*Instructions for the task*
Gather each line in the entries that includes the string "where".

*Recorded information*
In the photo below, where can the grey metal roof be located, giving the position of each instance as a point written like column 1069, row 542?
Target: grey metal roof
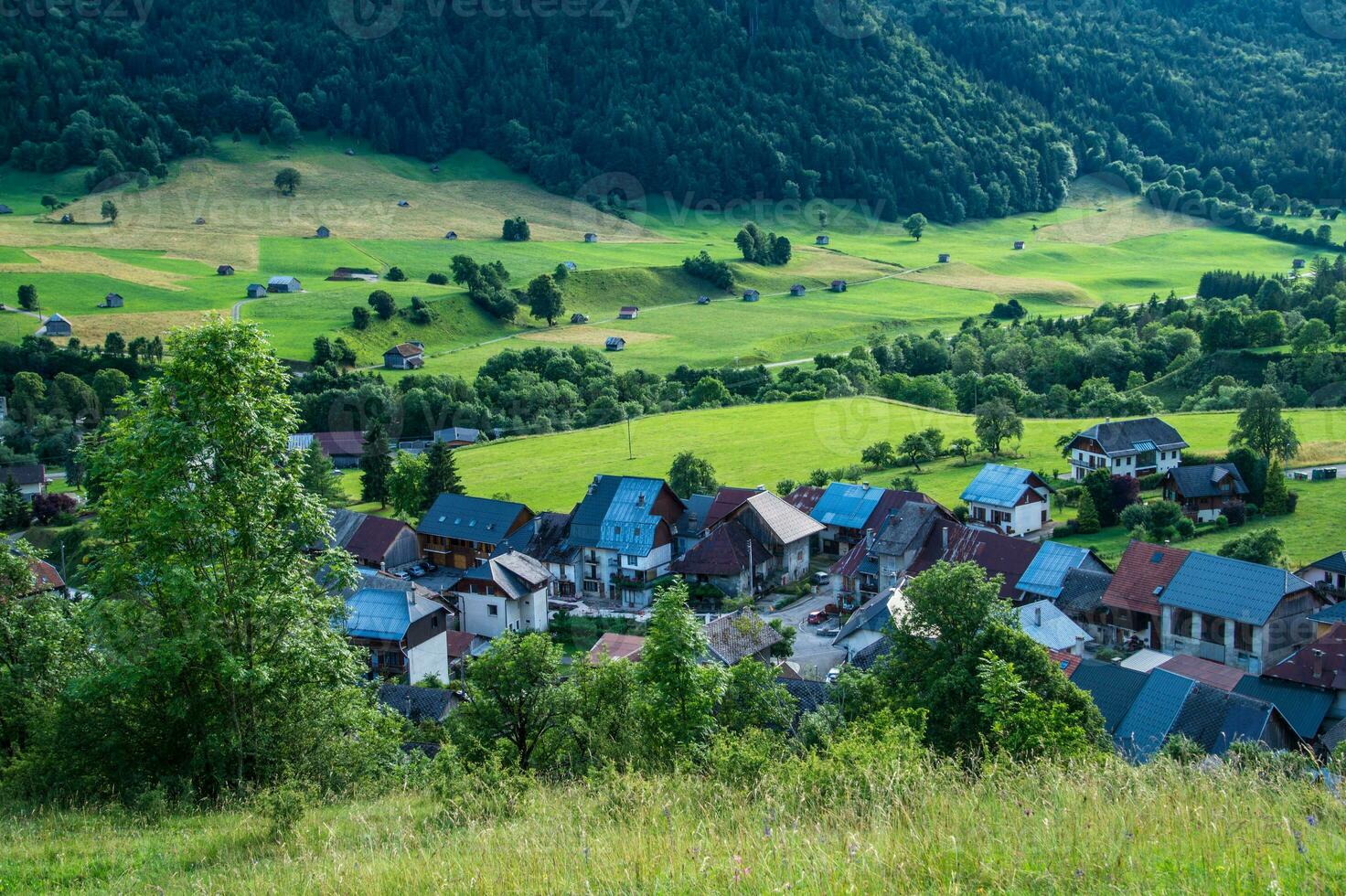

...

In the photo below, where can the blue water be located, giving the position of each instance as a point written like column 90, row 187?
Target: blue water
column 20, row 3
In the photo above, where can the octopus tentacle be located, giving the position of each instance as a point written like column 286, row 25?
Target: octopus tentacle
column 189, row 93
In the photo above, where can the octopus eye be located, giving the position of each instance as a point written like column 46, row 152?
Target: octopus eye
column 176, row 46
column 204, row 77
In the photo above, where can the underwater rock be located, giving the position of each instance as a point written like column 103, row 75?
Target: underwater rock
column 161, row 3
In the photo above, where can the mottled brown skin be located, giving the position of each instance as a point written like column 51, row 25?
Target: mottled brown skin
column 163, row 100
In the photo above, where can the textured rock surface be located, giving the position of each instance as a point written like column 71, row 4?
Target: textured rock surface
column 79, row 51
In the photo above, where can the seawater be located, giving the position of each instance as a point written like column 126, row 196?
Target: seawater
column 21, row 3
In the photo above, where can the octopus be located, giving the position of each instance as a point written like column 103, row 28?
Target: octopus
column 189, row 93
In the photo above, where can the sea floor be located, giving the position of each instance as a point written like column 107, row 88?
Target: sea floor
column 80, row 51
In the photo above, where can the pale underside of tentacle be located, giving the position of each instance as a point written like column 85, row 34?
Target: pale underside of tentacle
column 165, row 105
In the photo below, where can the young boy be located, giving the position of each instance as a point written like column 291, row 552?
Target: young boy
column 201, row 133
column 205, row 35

*Response to this exercise*
In the photo below, where can the grey metal roof be located, giving the position of each instance as a point written like column 1069, row 542?
In the photo below, where can the blue water be located, giving the position of each instance as a point written like column 90, row 187?
In the photo above, where can the octopus tentacle be located, giving the position of each instance as a point written like column 286, row 25?
In the photo above, where can the octopus eye be located, giving the position of each instance as a point written like column 46, row 152?
In the photo above, where can the underwater rock be located, giving the position of each instance as a point written like column 103, row 75?
In the photo above, where can the mottled brown skin be located, giving the position of each instance as a point written like column 51, row 25?
In the photo above, where can the textured rock surface be located, giving the position of each instance as a point written like column 71, row 4?
In the photo above, where can the seawater be located, giving the position of each instance as a point written like column 126, row 196?
In the photo above, where can the octopus be located, giving the position of each instance as a point written like column 103, row 28?
In the photo above, where can the sea floor be located, giving the position of each instance as a point written like column 107, row 88?
In the photo above, where can the pale underside of tentacle be located, giving the position of each instance as a point written like column 85, row 34?
In the photo below, where can the young boy be located, giving the position of each instance as a point written like column 291, row 552?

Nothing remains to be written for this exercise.